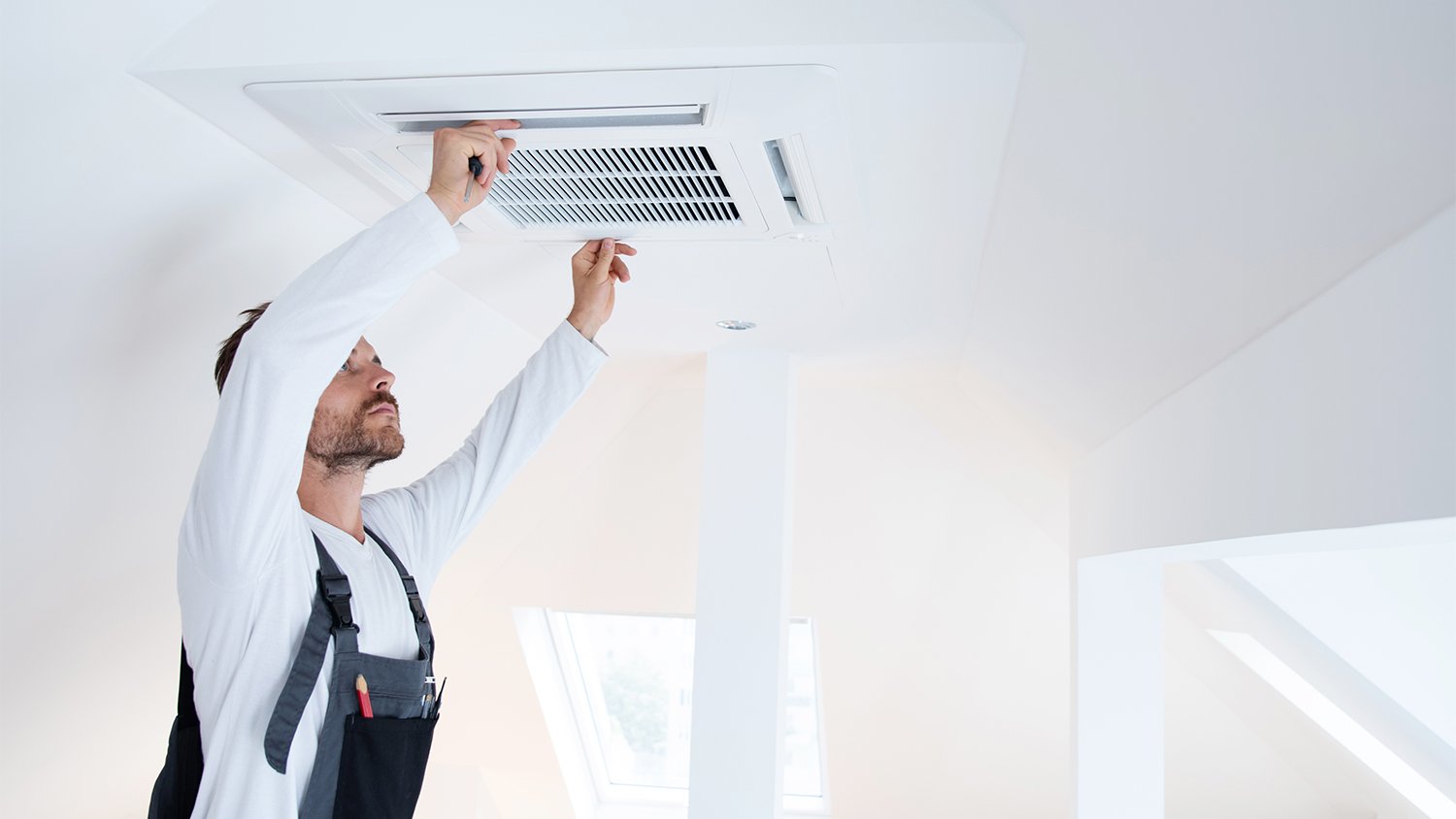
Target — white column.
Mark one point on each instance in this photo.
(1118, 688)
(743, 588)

::::

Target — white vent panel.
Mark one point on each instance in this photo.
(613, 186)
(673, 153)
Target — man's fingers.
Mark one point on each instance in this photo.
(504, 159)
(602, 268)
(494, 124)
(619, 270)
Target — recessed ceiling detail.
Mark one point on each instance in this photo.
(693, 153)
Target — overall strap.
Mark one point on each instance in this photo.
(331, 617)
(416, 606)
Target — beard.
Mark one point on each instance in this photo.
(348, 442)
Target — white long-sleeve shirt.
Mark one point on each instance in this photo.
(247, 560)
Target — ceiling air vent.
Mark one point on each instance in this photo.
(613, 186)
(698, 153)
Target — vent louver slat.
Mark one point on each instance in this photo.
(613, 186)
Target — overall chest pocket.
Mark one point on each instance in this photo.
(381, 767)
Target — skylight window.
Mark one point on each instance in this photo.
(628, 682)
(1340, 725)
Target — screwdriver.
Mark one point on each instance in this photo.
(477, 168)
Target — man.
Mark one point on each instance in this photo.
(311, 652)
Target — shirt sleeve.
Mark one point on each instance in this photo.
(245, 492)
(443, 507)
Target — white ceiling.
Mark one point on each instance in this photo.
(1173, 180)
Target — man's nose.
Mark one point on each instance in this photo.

::::

§ SET TASK
From the entries above, pick out and copy each line containing the string "overall". Uppercase and lowercase letters count as different.

§ ANSWER TO THIS TASK
Target — overall strap.
Target — overall chest pocket.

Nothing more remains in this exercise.